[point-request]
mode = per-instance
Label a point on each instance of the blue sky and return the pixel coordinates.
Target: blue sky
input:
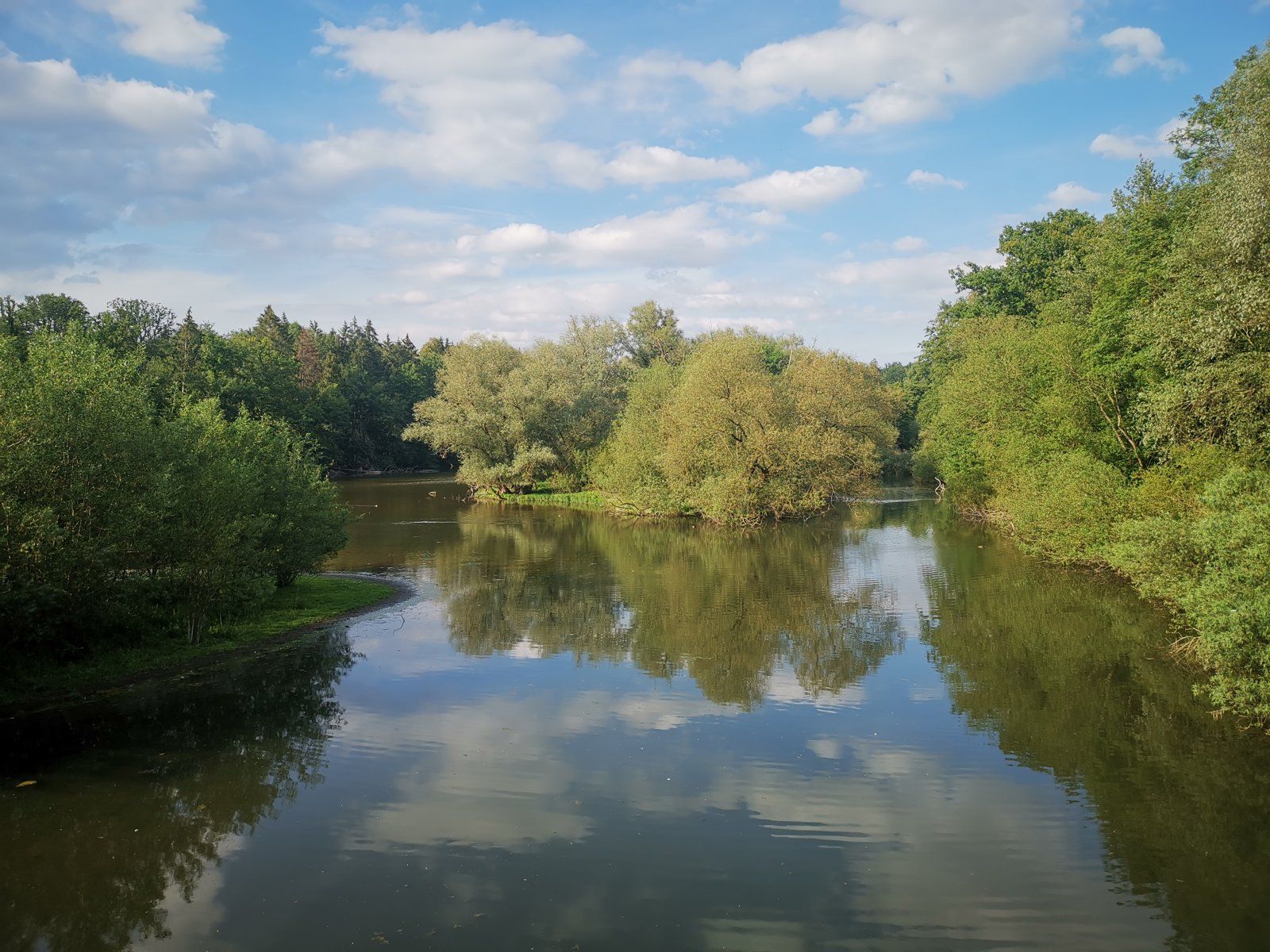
--*--
- **WHAT YOU NEED TO DO**
Only the pictures are to be left out, and all of the data must otherwise be transcribed exactly.

- **WRITTEN ANSWER**
[point-request]
mode = per-instance
Label a point on each instance of the blue sky and return the pixel coordinates.
Target: blue sky
input:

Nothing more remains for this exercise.